**What is being asked**
Would you reproduce each line below exactly, leaving every picture out?

Stored data entries:
# # #

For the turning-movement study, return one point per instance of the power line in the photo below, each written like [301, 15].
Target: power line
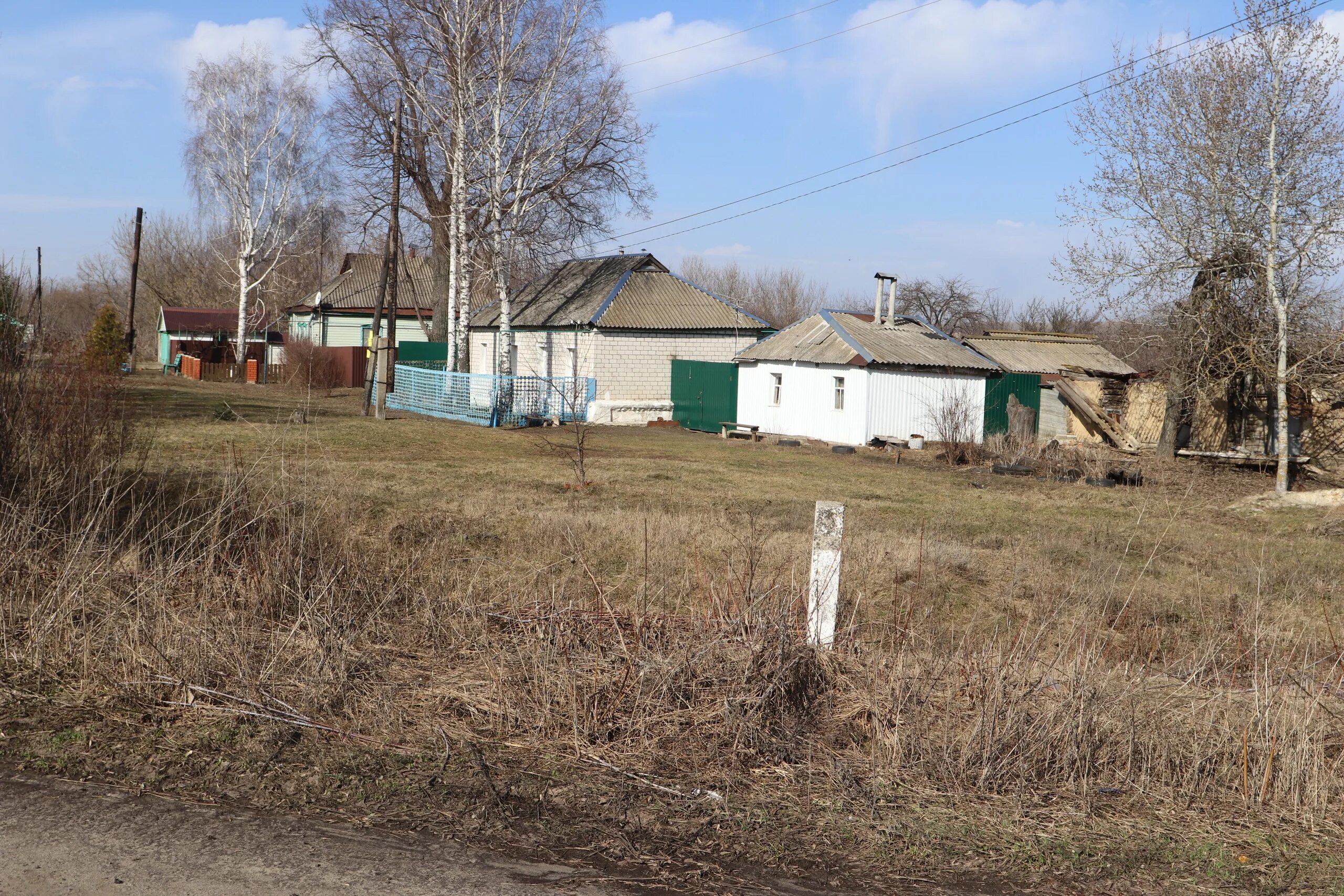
[939, 133]
[776, 53]
[704, 44]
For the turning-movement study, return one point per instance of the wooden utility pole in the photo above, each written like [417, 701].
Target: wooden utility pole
[37, 299]
[389, 276]
[135, 279]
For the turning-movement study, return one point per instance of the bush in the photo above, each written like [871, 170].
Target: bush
[310, 366]
[105, 344]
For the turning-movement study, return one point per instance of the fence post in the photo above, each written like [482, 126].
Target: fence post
[824, 592]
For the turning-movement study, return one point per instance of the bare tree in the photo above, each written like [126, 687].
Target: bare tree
[561, 145]
[1058, 316]
[521, 139]
[952, 304]
[777, 294]
[1218, 202]
[253, 160]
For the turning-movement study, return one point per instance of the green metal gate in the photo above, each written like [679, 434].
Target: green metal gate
[705, 394]
[998, 388]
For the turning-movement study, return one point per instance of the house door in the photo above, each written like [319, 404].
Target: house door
[1025, 387]
[705, 394]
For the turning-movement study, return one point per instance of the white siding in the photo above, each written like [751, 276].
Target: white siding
[890, 404]
[807, 400]
[628, 366]
[904, 404]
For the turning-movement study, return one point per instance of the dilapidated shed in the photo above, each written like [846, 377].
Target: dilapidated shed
[1086, 392]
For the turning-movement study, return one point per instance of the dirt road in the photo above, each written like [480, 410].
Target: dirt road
[69, 840]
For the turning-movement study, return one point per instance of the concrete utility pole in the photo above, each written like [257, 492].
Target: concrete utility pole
[135, 280]
[824, 592]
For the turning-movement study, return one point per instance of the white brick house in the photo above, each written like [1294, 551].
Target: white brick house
[622, 320]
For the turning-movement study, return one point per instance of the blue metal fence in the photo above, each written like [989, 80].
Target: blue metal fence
[491, 400]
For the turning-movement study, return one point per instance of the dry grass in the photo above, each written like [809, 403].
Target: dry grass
[1121, 684]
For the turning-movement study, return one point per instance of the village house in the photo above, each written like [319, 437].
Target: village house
[848, 378]
[212, 336]
[620, 320]
[340, 313]
[1076, 386]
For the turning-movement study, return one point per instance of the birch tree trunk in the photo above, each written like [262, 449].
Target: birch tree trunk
[1276, 300]
[244, 289]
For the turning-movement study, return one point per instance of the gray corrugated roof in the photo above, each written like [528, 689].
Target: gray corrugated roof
[618, 292]
[844, 338]
[361, 276]
[1049, 354]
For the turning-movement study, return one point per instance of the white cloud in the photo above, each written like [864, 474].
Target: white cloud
[26, 203]
[736, 249]
[1334, 22]
[120, 45]
[213, 42]
[635, 42]
[947, 54]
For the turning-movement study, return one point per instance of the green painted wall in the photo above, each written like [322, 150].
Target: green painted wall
[998, 388]
[705, 394]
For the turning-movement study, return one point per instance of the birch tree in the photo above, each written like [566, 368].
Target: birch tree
[253, 162]
[1218, 201]
[560, 140]
[423, 51]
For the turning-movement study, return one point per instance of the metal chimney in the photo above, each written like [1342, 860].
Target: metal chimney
[886, 282]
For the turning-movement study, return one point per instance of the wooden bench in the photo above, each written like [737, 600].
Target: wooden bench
[728, 429]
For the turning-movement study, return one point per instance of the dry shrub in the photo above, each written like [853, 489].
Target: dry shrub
[310, 366]
[954, 419]
[65, 431]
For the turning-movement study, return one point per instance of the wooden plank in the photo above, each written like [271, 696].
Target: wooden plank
[1095, 417]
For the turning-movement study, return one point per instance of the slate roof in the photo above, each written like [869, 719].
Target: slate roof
[1025, 352]
[847, 338]
[618, 292]
[361, 275]
[202, 321]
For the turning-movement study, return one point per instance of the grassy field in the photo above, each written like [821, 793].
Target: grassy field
[1035, 683]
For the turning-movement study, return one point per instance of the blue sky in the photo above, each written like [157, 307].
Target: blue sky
[96, 87]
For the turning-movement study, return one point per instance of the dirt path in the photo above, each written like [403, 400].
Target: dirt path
[69, 840]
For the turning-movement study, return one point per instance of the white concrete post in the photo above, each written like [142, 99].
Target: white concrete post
[824, 593]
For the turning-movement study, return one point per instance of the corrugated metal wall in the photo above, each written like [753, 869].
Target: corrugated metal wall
[998, 388]
[1054, 416]
[902, 404]
[807, 400]
[705, 394]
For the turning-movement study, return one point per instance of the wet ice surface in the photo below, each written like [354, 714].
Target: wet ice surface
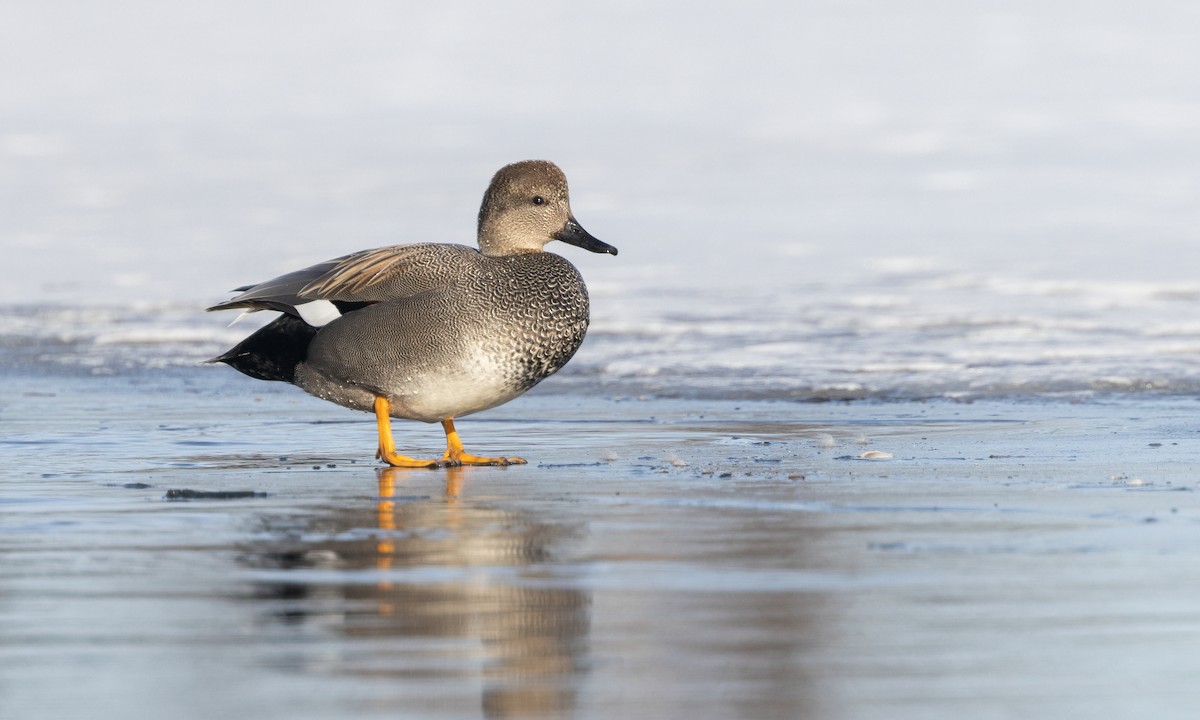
[666, 558]
[904, 205]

# # #

**The completed task**
For the turning-movement study, return one point per instance of the power line in the photo below, each written like [301, 15].
Target: power line
[939, 133]
[776, 53]
[704, 44]
For the turning-movement study, return one point per instance of the wooden utility pole in the photo above, each written like [417, 701].
Target: wooden utility pole
[37, 299]
[389, 276]
[135, 279]
For the turning-movement study, return one point per instance of the bush in the photo above, each written like [871, 170].
Target: bush
[310, 366]
[105, 344]
For the turning-movement study, return one point per instance of the fence post in the photo above, each written like [482, 126].
Target: fence post
[824, 592]
For the turning-movement study, return one point per instance of the bare tree in the photo above, each written like [126, 687].
Target: bare tree
[561, 145]
[1058, 316]
[521, 139]
[952, 304]
[777, 294]
[1218, 202]
[253, 160]
For the turning-movement study, return one point per instance of the green metal gate in the photo above, each written like [679, 434].
Target: green metal gate
[705, 394]
[998, 388]
For the turning-movement study, return one point per instance of the house door in the photo above, each written like [319, 404].
Target: house door
[1025, 387]
[705, 394]
For the turning-movement study, return one point per instance of the white siding in the photo above, each written like [751, 276].
Target: white siding
[890, 404]
[807, 400]
[628, 366]
[904, 404]
For the turning-movement study, return one point per instance of the dilapidated shed in the photo above, each written like [846, 377].
Target: dilapidated shed
[1086, 392]
For the turning-movement study, return one point per instance of the dirt road in the photo above, each written like [480, 410].
Target: dirt road
[69, 840]
For the turning-movement study, return one point per instance of the concrete utility pole in the photo above, each written like [257, 492].
Target: concrete utility pole
[135, 280]
[824, 592]
For the turning-movement study, return one point per instance of the white brick house in the photo above, each written like [1294, 551].
Target: white brick house
[622, 320]
For the turning-movement study, return one point per instance of the blue metal fence in the photo above, each written like [989, 80].
Target: blue metal fence
[491, 400]
For the turning-movement study, return one point per instance of the dry grass in the photo above, each written like [809, 403].
Target: dry grass
[1121, 684]
For the turning-movement study, return one point per instance of the village house in the photo above, each written like [319, 437].
Target: village house
[848, 378]
[212, 336]
[620, 320]
[340, 313]
[1076, 386]
For the turning-movement study, return one point per instance of the birch tree trunk in the photo above, each written like [262, 449].
Target: birch tree trunk
[1276, 300]
[244, 289]
For the turning-movement study, return one point per instance of the gray corrugated roof in the photo above, each written like [528, 689].
Target: gray corrugated roof
[618, 292]
[844, 338]
[361, 276]
[1049, 354]
For the turning-movement study, return one point per instance of the white cloud in the photo above, each written like [864, 474].
Target: white cloud
[26, 203]
[736, 249]
[1334, 22]
[120, 45]
[213, 42]
[635, 42]
[947, 54]
For the turning-movement study, return one point per instance of the green painted wall in the photo above, each written like [322, 150].
Target: green painted wall
[998, 388]
[705, 394]
For the turning-movement study, return one point per instance of the birch tree in the photo above, each written like [566, 368].
Target: birch tree
[253, 162]
[1218, 201]
[560, 140]
[423, 51]
For the turning-movement study, return one point per instance of the metal chimney in the photo above, each written like [1342, 860].
Target: metal chimney
[886, 282]
For the turning-movement study, return one point per instance of the wooden bench in the photo above, each written like [737, 600].
Target: wooden bench
[728, 429]
For the turning-movement study, return one point per instance of the dry shrub in the photo above, each written like [853, 489].
Target: dry shrub
[310, 366]
[954, 419]
[65, 431]
For the turning-movement study, return one point per instance of the wooden plank in the photo above, each written like [271, 696].
Target: wooden plank
[1095, 417]
For the turning-movement study, return one point per instance of the slate roof in the photo above, each written like [869, 719].
Target: slate roof
[1025, 352]
[847, 338]
[618, 292]
[361, 275]
[202, 321]
For the turning-movement study, return one point per instance of the grassy field in the photo above, each written like [821, 793].
Target: grassy field
[1035, 683]
For the turning-movement study, return one point per instance of the blue sky in the photo above, each written like [157, 307].
Target: blue sky
[96, 87]
For the turning-movement study, return one point per instance of the dirt path in the photo above, each written like [403, 400].
Target: dirt path
[69, 840]
For the turning-movement study, return one point per instance of the white concrete post in the photo above, each written like [142, 99].
Target: white concrete post
[824, 593]
For the turning-movement study, return one point per instance of the corrugated metal wall in the photo above, each written like [753, 869].
Target: corrugated metal wall
[998, 388]
[1054, 416]
[902, 404]
[807, 400]
[705, 394]
For the turning-movement study, return one point per instance of the wet ice surface in the photo below, each written like [354, 714].
Target: wet ice surface
[666, 558]
[904, 205]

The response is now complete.